Swing sets should provide joy, laughter and fun for your children. Most of the time, this is the case. 

However, if you don’t take the proper precautions, a joyous swinging experience can quickly turn into a trip to the emergency room. We’re going to help you avoid that unfortunate scenario today.  

In this article, we at gobaplay (a sub-brand of GOBA SPORTS GROUP, which owns Springfree Trampoline) will use our expertise to inform you about one of the most important aspects of swing set safety, which is what to put under your swing set.  

There are multiple things to put under a swing set to offset the impact if your child were to fall off the swing onto the ground.

You will learn about five of the materials to put under a swing set, but first, let’s discuss why it’s crucial to place surfacing under a swing set:  

Why Is it Important to Put Surfacing Under a Swing Set?  

Placing soft surfacing under a swing set helps mitigate the impact of a fall to the ground. While a sturdy swing set will be able to hold up under normal use, accidents do happen and it’s essential to prepare for them.

=======

Rewrite the stretch of the swing set safety excerpt from "There are multiple" through "a Swing Set?", changing "materials" to "options". The data after this text isn't needed.

=======

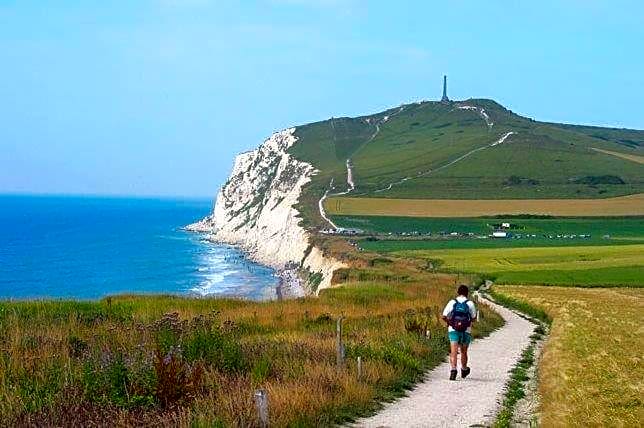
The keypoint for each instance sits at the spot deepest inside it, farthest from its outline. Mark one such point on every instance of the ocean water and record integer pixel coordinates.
(90, 247)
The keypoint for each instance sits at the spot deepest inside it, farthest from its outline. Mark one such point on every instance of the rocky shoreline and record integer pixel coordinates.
(255, 211)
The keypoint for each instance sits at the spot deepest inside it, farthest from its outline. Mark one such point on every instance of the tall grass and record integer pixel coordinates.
(590, 373)
(165, 360)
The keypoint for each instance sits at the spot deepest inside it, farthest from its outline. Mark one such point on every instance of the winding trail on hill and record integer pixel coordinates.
(501, 140)
(474, 401)
(350, 182)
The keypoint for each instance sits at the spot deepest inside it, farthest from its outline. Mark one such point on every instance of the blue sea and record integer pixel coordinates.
(91, 247)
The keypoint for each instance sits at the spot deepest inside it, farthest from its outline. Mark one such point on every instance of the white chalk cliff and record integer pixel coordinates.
(255, 210)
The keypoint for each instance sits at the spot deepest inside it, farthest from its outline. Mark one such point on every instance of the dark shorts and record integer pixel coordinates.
(460, 337)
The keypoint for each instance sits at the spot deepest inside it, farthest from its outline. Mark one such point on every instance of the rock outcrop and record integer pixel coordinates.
(255, 210)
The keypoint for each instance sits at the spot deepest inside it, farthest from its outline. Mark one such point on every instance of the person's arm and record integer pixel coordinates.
(446, 311)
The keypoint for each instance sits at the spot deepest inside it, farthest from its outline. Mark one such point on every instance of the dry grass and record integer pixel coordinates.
(160, 360)
(591, 371)
(631, 205)
(627, 156)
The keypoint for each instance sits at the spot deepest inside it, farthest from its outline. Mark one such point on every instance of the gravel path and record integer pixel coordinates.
(439, 402)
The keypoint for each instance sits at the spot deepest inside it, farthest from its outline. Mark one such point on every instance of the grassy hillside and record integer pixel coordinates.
(444, 150)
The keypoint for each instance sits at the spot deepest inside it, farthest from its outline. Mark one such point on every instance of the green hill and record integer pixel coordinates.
(447, 150)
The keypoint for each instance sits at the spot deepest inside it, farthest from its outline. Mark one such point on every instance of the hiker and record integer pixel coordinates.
(459, 314)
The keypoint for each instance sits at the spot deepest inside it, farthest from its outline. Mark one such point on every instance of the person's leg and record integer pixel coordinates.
(453, 355)
(464, 345)
(464, 356)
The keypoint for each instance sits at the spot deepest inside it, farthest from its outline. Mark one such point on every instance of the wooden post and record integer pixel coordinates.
(339, 346)
(261, 403)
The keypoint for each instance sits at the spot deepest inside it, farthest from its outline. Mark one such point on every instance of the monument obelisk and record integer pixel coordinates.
(444, 99)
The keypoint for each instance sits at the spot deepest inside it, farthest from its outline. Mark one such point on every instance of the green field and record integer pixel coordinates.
(540, 160)
(622, 231)
(578, 265)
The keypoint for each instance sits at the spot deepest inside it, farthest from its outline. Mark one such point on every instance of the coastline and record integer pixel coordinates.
(255, 211)
(289, 285)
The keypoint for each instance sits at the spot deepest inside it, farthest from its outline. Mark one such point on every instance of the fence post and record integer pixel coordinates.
(339, 346)
(261, 402)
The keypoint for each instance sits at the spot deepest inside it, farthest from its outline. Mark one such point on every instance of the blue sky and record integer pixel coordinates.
(155, 97)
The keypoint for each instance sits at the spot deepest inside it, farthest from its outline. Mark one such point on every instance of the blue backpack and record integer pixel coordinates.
(460, 318)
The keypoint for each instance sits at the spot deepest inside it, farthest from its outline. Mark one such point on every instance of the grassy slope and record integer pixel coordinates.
(428, 135)
(591, 368)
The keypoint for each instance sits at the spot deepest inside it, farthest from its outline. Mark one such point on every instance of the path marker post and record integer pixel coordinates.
(261, 403)
(339, 346)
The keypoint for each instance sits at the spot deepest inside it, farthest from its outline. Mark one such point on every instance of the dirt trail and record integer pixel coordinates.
(474, 401)
(458, 159)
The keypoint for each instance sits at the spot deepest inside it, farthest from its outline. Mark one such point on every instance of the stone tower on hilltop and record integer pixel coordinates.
(444, 99)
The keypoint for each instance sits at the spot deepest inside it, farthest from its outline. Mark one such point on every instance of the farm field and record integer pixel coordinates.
(579, 265)
(631, 205)
(591, 372)
(388, 232)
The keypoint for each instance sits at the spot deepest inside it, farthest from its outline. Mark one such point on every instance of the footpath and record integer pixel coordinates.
(473, 401)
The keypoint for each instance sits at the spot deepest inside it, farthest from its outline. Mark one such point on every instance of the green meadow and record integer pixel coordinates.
(573, 266)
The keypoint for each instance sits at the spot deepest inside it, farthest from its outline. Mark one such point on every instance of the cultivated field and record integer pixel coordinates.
(583, 266)
(628, 156)
(632, 205)
(420, 233)
(169, 361)
(591, 372)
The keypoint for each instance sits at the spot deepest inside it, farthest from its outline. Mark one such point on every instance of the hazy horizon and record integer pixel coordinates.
(155, 98)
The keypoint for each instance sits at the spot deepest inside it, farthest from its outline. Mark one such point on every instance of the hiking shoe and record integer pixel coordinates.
(452, 374)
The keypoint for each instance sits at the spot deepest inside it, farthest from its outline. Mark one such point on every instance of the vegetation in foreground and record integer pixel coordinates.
(591, 371)
(155, 360)
(598, 266)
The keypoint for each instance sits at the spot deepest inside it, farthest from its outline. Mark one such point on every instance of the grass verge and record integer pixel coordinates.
(163, 360)
(591, 371)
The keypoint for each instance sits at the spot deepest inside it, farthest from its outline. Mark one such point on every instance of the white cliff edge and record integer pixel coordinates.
(255, 210)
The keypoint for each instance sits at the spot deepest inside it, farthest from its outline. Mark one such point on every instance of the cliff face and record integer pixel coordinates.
(255, 211)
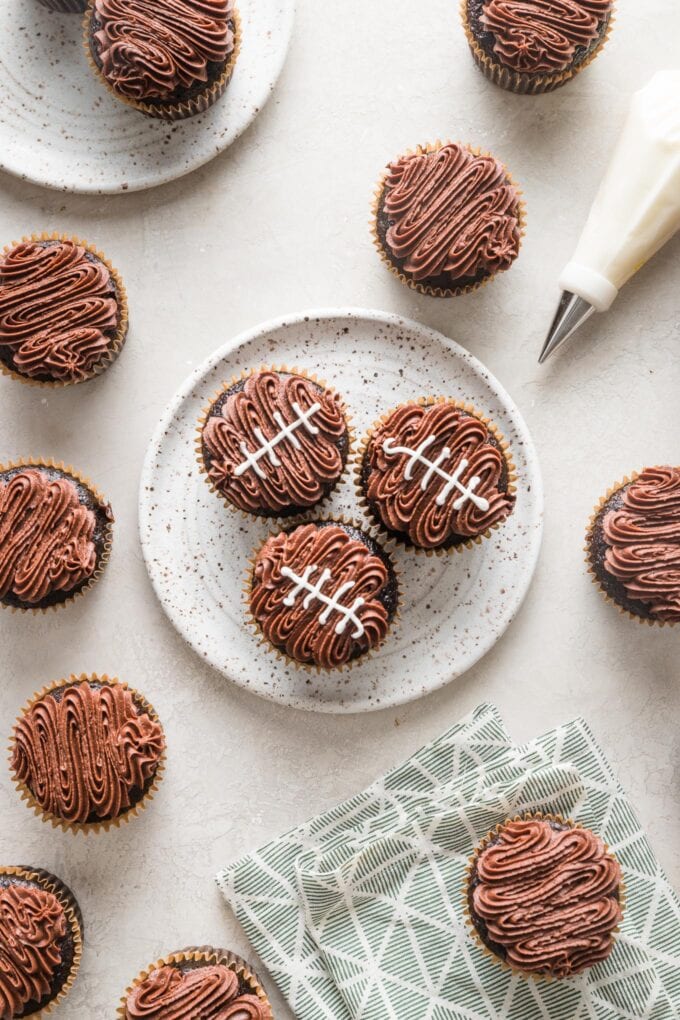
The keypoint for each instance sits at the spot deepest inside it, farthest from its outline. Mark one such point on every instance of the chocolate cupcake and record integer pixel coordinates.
(633, 546)
(199, 981)
(88, 753)
(534, 46)
(274, 443)
(167, 58)
(544, 897)
(41, 941)
(435, 475)
(322, 595)
(447, 218)
(63, 311)
(55, 534)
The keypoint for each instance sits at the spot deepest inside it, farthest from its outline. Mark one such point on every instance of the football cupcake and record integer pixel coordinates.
(436, 475)
(274, 443)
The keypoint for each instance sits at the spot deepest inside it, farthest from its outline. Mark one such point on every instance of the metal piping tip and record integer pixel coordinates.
(572, 313)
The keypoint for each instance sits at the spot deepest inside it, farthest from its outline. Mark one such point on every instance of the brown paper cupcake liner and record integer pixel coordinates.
(201, 954)
(628, 479)
(386, 545)
(115, 346)
(172, 111)
(472, 929)
(523, 84)
(401, 539)
(416, 285)
(87, 827)
(73, 918)
(278, 519)
(106, 551)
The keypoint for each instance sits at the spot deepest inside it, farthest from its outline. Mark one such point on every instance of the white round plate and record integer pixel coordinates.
(61, 129)
(454, 608)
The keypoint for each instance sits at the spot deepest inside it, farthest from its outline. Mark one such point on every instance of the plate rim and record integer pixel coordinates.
(165, 177)
(327, 314)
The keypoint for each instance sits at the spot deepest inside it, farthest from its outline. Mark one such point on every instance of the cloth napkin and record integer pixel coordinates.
(359, 914)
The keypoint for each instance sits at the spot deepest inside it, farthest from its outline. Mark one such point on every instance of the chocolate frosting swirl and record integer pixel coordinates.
(548, 897)
(150, 49)
(32, 925)
(46, 537)
(58, 310)
(210, 992)
(87, 753)
(304, 464)
(542, 36)
(411, 499)
(303, 625)
(643, 542)
(452, 213)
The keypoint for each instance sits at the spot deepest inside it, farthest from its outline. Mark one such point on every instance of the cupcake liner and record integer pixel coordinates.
(87, 827)
(523, 84)
(73, 918)
(387, 547)
(200, 954)
(592, 520)
(303, 514)
(420, 286)
(106, 550)
(116, 345)
(523, 816)
(188, 107)
(402, 539)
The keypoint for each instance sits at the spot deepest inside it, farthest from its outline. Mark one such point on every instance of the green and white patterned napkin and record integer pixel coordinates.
(359, 914)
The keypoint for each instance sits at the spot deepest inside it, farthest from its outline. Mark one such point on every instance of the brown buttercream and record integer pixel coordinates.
(86, 752)
(303, 625)
(452, 213)
(404, 492)
(208, 992)
(58, 310)
(302, 467)
(46, 537)
(152, 49)
(32, 925)
(542, 36)
(547, 896)
(643, 541)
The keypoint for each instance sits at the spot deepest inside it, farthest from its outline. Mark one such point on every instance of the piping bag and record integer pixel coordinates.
(635, 211)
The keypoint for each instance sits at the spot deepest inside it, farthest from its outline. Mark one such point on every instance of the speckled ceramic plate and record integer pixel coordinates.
(60, 128)
(454, 608)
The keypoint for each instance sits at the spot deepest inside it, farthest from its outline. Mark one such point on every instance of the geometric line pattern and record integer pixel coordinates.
(358, 914)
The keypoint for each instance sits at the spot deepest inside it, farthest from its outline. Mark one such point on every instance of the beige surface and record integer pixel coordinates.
(279, 223)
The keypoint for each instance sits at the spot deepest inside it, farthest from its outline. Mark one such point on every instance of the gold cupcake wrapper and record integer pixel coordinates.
(627, 480)
(524, 84)
(106, 551)
(416, 285)
(387, 547)
(171, 111)
(201, 954)
(71, 910)
(472, 929)
(46, 816)
(304, 514)
(402, 539)
(115, 346)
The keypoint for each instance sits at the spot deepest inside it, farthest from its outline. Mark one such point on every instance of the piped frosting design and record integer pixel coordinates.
(33, 924)
(206, 992)
(548, 897)
(542, 36)
(434, 474)
(642, 537)
(453, 215)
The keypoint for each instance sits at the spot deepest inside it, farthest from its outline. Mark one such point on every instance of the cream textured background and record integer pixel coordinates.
(277, 224)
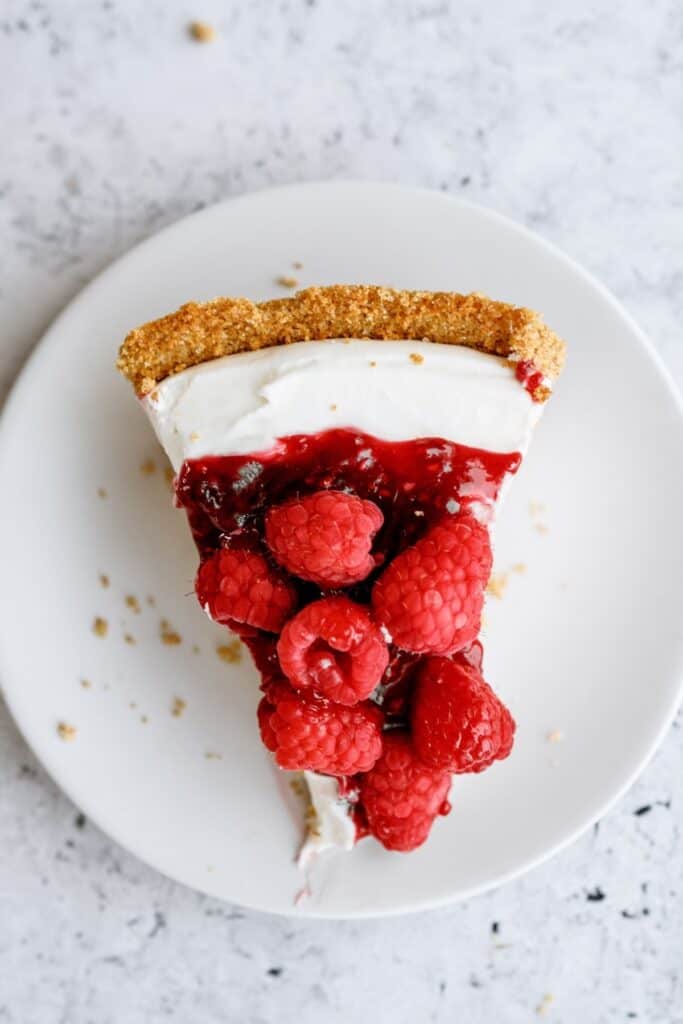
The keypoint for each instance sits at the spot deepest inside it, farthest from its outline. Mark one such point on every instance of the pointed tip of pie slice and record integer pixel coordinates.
(199, 332)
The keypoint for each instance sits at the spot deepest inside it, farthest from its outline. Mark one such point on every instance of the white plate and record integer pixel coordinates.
(588, 640)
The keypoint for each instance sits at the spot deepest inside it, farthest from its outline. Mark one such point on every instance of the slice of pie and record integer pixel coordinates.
(340, 455)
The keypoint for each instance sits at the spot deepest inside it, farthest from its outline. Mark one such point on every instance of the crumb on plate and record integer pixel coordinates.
(168, 635)
(230, 652)
(67, 731)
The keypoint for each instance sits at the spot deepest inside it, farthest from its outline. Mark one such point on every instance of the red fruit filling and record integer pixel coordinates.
(352, 686)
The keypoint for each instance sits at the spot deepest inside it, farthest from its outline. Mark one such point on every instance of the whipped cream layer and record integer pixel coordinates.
(334, 828)
(395, 390)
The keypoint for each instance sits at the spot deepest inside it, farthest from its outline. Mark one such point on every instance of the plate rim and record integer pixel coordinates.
(50, 337)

=======

FINISHED EXERCISE:
There are multiple things to put under a swing set to offset the impact if your child were to fall off the swing onto the ground.

You will learn about five of the options to put under a swing set, but first, let’s discuss why it’s crucial to place surfacing under a swing set:  

Why Is it Important to Put Surfacing Under a Swing Set?